# [Aim of the task]
The listing below should be written out word for word, with its pictures removed.

# [Entries shown]

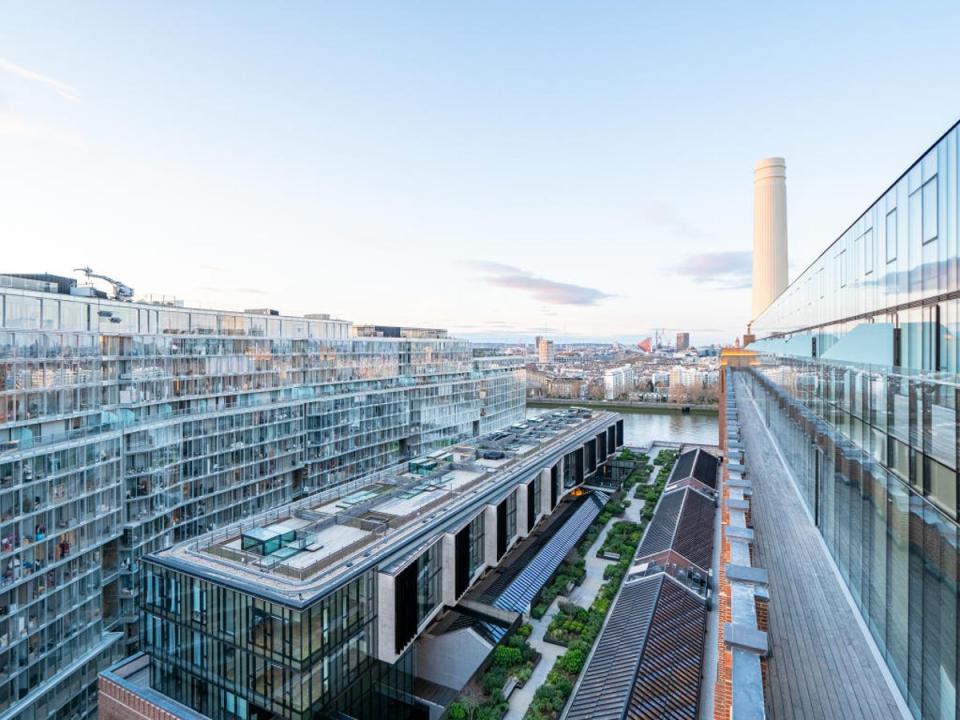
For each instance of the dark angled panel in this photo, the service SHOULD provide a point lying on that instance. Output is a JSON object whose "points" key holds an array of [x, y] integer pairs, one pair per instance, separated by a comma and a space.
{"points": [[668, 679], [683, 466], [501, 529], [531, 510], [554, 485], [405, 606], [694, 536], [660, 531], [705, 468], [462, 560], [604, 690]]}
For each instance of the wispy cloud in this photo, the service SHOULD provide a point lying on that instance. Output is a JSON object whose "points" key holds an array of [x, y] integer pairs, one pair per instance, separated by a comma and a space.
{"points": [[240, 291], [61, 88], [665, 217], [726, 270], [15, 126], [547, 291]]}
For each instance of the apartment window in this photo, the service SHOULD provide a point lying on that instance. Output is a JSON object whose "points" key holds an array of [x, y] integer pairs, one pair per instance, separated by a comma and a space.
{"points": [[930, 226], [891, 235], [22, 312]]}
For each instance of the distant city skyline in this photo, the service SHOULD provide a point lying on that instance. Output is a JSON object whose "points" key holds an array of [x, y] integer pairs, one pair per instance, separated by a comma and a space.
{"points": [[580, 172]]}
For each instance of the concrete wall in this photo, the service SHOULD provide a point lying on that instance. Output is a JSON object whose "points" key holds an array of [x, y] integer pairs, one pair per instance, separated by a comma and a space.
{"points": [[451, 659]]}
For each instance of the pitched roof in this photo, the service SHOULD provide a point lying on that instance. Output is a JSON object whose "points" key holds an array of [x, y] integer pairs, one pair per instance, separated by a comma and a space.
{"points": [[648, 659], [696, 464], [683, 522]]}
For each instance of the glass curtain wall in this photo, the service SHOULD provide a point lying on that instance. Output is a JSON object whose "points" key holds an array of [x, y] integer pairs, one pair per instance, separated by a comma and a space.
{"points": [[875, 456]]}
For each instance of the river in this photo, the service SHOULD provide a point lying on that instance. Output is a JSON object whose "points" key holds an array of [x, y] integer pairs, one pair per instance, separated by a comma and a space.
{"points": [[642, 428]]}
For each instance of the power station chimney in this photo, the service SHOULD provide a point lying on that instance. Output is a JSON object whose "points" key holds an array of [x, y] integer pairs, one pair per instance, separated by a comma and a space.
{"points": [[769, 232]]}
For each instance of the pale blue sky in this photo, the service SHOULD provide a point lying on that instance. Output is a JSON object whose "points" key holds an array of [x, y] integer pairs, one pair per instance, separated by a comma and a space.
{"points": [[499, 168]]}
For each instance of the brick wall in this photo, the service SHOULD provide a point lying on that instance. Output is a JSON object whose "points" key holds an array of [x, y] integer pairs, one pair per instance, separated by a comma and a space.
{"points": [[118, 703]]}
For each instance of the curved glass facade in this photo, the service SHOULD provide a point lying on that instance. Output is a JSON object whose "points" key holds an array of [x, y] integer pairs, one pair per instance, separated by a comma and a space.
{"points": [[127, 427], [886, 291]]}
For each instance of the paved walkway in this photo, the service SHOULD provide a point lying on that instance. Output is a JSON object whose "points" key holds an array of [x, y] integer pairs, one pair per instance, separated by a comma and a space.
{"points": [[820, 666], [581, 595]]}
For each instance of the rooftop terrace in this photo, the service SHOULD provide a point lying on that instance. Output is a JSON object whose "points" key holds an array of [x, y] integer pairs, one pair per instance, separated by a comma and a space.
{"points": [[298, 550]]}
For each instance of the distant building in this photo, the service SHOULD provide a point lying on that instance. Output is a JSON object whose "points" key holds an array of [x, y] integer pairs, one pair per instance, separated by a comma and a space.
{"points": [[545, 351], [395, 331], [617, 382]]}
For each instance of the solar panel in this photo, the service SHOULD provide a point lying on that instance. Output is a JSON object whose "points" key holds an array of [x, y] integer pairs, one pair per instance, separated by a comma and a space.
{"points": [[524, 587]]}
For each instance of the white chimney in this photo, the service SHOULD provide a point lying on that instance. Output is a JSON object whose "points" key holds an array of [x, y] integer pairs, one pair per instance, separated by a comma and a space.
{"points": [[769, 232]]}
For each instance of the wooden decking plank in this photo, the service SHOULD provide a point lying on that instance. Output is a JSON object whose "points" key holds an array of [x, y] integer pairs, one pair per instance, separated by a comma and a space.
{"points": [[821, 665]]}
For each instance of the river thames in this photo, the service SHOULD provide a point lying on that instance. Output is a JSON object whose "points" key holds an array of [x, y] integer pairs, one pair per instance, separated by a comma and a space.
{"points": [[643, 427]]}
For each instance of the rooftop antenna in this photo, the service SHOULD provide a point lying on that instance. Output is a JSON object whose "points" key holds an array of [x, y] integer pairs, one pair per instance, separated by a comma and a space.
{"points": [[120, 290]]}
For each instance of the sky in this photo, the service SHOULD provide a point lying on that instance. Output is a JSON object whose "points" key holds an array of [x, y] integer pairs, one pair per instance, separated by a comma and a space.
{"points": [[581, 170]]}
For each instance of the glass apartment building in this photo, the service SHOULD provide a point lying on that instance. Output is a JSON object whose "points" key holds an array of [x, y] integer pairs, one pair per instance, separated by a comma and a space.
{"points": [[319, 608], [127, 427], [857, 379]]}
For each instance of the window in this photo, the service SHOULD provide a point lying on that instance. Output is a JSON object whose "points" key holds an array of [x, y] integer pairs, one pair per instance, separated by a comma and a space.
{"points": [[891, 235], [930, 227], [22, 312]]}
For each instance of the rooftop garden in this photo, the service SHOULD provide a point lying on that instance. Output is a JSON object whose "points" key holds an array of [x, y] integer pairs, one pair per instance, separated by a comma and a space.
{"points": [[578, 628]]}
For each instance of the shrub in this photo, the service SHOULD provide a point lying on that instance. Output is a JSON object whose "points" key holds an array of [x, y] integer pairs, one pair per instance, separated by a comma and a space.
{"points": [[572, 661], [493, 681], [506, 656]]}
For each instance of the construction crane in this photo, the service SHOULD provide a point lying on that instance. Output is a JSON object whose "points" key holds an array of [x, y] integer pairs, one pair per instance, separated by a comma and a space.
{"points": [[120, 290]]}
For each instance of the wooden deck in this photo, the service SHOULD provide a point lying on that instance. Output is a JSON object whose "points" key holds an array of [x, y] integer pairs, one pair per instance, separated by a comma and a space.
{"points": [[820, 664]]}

# [Answer section]
For each instance of the dark angled panel in this photo, the service SHOULD provide a point lying on that instance. Output is a JSON object whose "points" key holds an array of [x, y] integer pairs, one pair per instance, separated by a comma and a space.
{"points": [[668, 679], [683, 466], [501, 529], [531, 510], [554, 485], [405, 606], [694, 536], [660, 531], [705, 468], [462, 560], [604, 690]]}
For each instance of the wispy cloud in this photo, the service SHOULD provide a point lying on that instance. Output is a JSON object whose "points" key holds an array of [x, y] integer pairs, one pair per instance, separated by a comma and a space.
{"points": [[240, 291], [61, 88], [665, 217], [726, 270], [15, 126], [547, 291]]}
For each instance of the apartment window in this photo, the service SHOULD provide a point lying on that instance. Output is a JSON object whose "points" key holds an array of [x, y] integer pairs, one pair per instance, separated by a comma and a space.
{"points": [[930, 226], [891, 235], [22, 312]]}
For each instance of the distant city skyline in this photo, the service SHOULD provide a point lying on that instance. Output is a JSON object whose "points" key holds an array of [x, y] integer pairs, one pair per instance, separated by a comma and a space.
{"points": [[580, 172]]}
For each instance of the concrete wall in this photo, the service SHOULD provide a point lying on that instance. Output is a JSON object whose "points" key holds an array of [x, y] integer pairs, one pair per instance, separated by a comma and a space.
{"points": [[451, 659]]}
For each instance of the pitched roof in this photo, the service SHOULD provide a point lying on that instance. Output is a JSON object whose "points" key holds an array of [x, y] integer pairs, one pair per instance, separated by a comma and a space.
{"points": [[648, 659], [696, 464], [683, 522]]}
For each instance of the glass curtain wall in this photo, the service SHOULD provide a point lying on that instance. Output is a JSON object whose "points" key holds an array of [x, y] integer pairs, one pair per instance, separated by a comma and a space.
{"points": [[875, 456]]}
For each instance of the river in this photo, the service SHOULD provide a point lying on that instance. Output is a JSON object whose "points" key holds an array of [x, y] integer pairs, one pair per instance, separated by a comma and a space.
{"points": [[642, 428]]}
For each instance of the power station chimney in this photo, the service SHOULD provide a point lying on that instance. Output is a JSON object whose "points" key holds an array of [x, y] integer pairs, one pair per instance, separated by a comma and a space.
{"points": [[769, 232]]}
For each instance of the pale blue sky in this photo, the service SHOULD provide a point lying on that instance. Output is a JSON object whose "points" key holds an array of [x, y] integer pairs, one pair per instance, separated by a comma and a space.
{"points": [[499, 168]]}
For each instance of the brick wall in this photo, the service SHOULD provide a point lying on that instance. Output is a JSON object whose "points" key holds an array of [x, y] integer pairs, one pair per instance, separated by a comma and a space.
{"points": [[118, 703]]}
For each instance of the curved glass facade in this photo, the service SHOULD provide a point lying on that instance. Output is a JSON object whose "points" key holds an array of [x, y] integer pairs, one pair per instance, separated by a comma and a space.
{"points": [[127, 427], [886, 291]]}
For each instance of the paved walkway in this photo, the service SHOULD provide a point lying on that instance. Output is a JSON object whose "points" key holds an array of [x, y] integer pairs, one pair per instance, separated by a comma and a space.
{"points": [[820, 666], [581, 595]]}
For each instance of the rooftop terrace in this photo, the service SHOULD provide a point lying on that instance. Output is a JSON object whose "points" key holds an array of [x, y] integer pairs, one pair per instance, separated by a comma and a space.
{"points": [[298, 550]]}
For each instance of the distant building in this photo, the service SHOULD provide a point lying on that instance. Output is a JSON object whose "points" key holds an array of [x, y] integer pairs, one pair per instance, separated by a comma and a space.
{"points": [[545, 351], [395, 331], [617, 382]]}
For each instance of the solar panel in this photo, the service SHOULD provide a point lying on that instance. Output is a JSON object whose "points" key holds an array of [x, y] integer pairs, one pair per instance, separated by a comma and a space.
{"points": [[524, 587]]}
For each instance of the white chimney in this photo, the service SHOULD provide a point lying on that instance. Output is a JSON object whose "points" key holds an array of [x, y] integer pairs, one pair per instance, separated by a comma and a space.
{"points": [[769, 232]]}
For each instance of the wooden decking plank in this photo, the service SHOULD provide a point lying on that instance. Output is a JSON object whose "points" key holds an array of [x, y] integer pairs, one pair per instance, separated by a comma and a space.
{"points": [[821, 665]]}
For each instance of the river thames in this photo, the service SHOULD provide a point lying on that instance. Output is a JSON object whose "points" key holds an array of [x, y] integer pairs, one pair per instance, separated by a comma and a space.
{"points": [[643, 427]]}
For each instance of the rooftop antenna in this photo, the service SHOULD provide a point lying on that instance. Output is a JSON object whose "points" key holds an array of [x, y] integer pairs, one pair per instance, separated by a comma and a space.
{"points": [[120, 290]]}
For each instance of the sky in this photo, the service SHOULD provide a point lying on that instance. Output is a JSON object whose "points" key holds an array of [x, y] integer pairs, one pair per instance, separated by a comma and a space.
{"points": [[581, 170]]}
For each instance of the glass apartment building in this photo, the service SHOULD provide a point lying on that instance. Output is a JSON object whose "points" key holds an array of [x, y] integer pairs, one pair per instance, separated by a comma and a space.
{"points": [[319, 608], [127, 427], [857, 379]]}
For each instance of the window in this photo, the service SHOULD provide a point lying on that instance. Output is a JSON object whose "points" key holds an array of [x, y] integer pairs, one pair per instance, separated by a comma and a space.
{"points": [[891, 235], [930, 227], [22, 312]]}
For each instance of the rooftop garden in this photo, the service SHOULD provide a point lying on that instance. Output is a JSON object whose "points" key holds an array of [x, y] integer pairs, one pair per instance, separated by a comma and a space.
{"points": [[578, 628]]}
For each instance of the shrub in this photo, the service SHOULD provide a point lying on that instance. Output is a JSON object whose "points" key holds an array of [x, y] integer pairs, one pair per instance, separated by a comma and a space.
{"points": [[572, 661], [493, 681], [506, 656]]}
For each instance of the construction crane in this photo, the service SHOULD provide a point lying on that instance. Output is a JSON object whose "points" key holds an array of [x, y] integer pairs, one pair per instance, separated by a comma and a space.
{"points": [[120, 290]]}
For each instance of the wooden deck in this photo, the service SHOULD provide a point lying on that instance. Output is a JSON object whose "points" key holds an array of [x, y] integer pairs, one pair per instance, separated by a comma and a space.
{"points": [[820, 664]]}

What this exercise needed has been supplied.